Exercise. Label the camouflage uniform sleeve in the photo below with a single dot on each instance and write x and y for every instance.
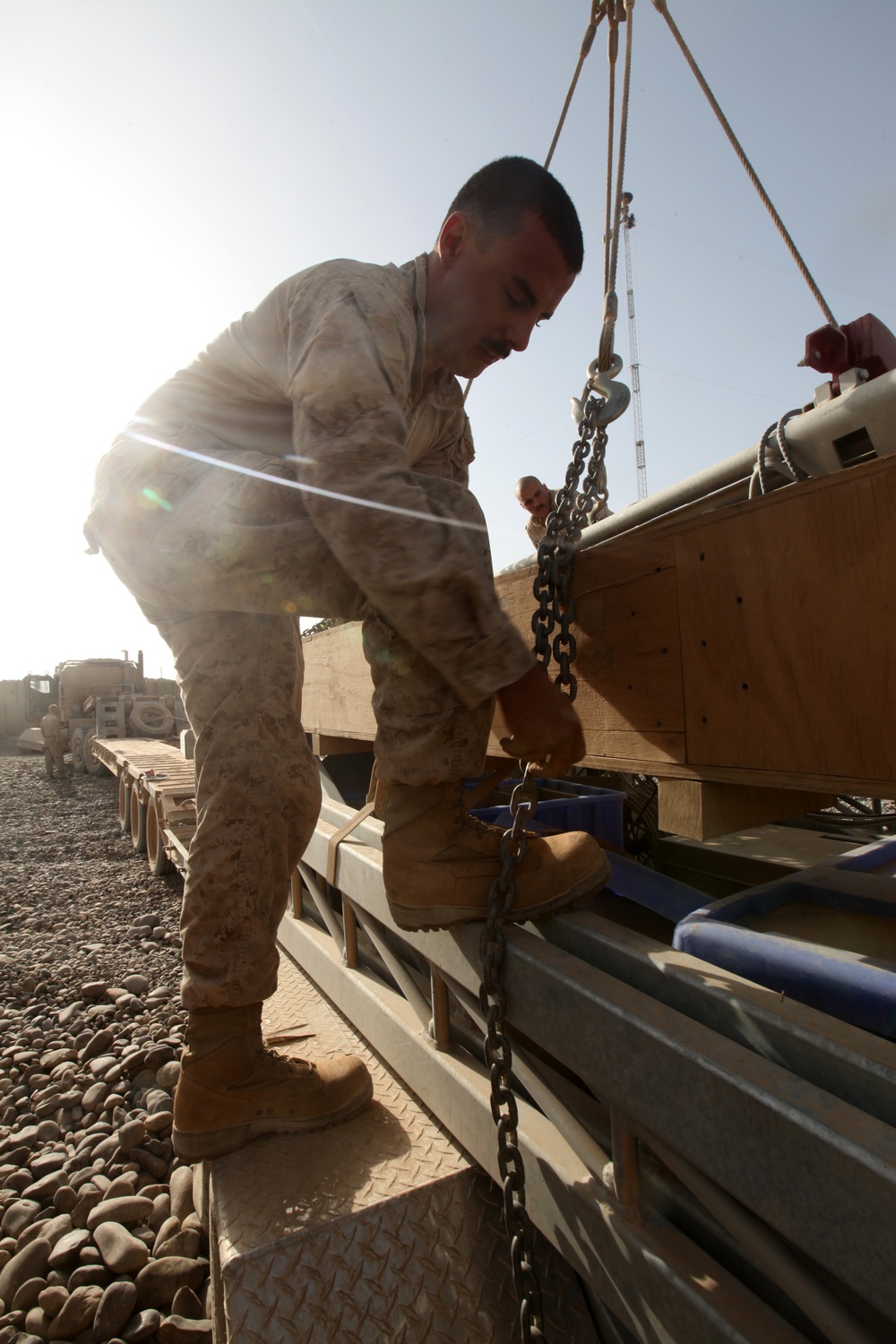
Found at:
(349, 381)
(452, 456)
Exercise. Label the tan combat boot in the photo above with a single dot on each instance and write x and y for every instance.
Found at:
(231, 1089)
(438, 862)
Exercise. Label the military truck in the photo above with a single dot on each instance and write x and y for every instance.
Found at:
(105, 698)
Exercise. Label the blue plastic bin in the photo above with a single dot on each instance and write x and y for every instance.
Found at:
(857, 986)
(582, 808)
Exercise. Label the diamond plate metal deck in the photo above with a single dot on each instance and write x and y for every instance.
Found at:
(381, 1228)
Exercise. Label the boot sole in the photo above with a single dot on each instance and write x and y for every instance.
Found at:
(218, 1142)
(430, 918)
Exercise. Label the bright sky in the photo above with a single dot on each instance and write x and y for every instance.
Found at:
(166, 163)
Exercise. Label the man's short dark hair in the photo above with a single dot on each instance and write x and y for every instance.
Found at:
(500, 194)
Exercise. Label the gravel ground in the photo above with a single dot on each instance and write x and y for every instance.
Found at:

* * * * * * *

## GIVEN TASK
Copy exactly the lines above, from the one containing "Exercise. Label the tan" through the very last line.

## COMPLETE ANSWER
Exercise. Label the tan combat boot in the photo above with a single dot on each instance and write x and y for every instance.
Found at:
(231, 1089)
(438, 862)
Exercise. Label the military truck in the photo above with a single dot on each instance and write x and y for every instance.
Found at:
(105, 698)
Exercise. Label the blue plastic bin in the photo above with a single dot on each instance and write x and y for every instance.
Found at:
(857, 986)
(582, 808)
Exercise. Label the diamond plate metal deck in the photo above with a single dot on each instance and write x and y for every instance.
Found at:
(381, 1228)
Exercise. Label the boot sole in the photo above with a single dot on each instance and write x and y for every instance.
Found at:
(218, 1142)
(430, 918)
Exercise. Label the bright sky in the photo above with a single dot on each instance and write x and y for every instance.
Found at:
(166, 163)
Exercise. Label the man's short dark hair in the photo above with a single dot on each instance and write x and y for every instance.
Found at:
(500, 194)
Exercise. Label the gravel ground in the photo above with a single dot on each instance and write x and y for every instance.
Found at:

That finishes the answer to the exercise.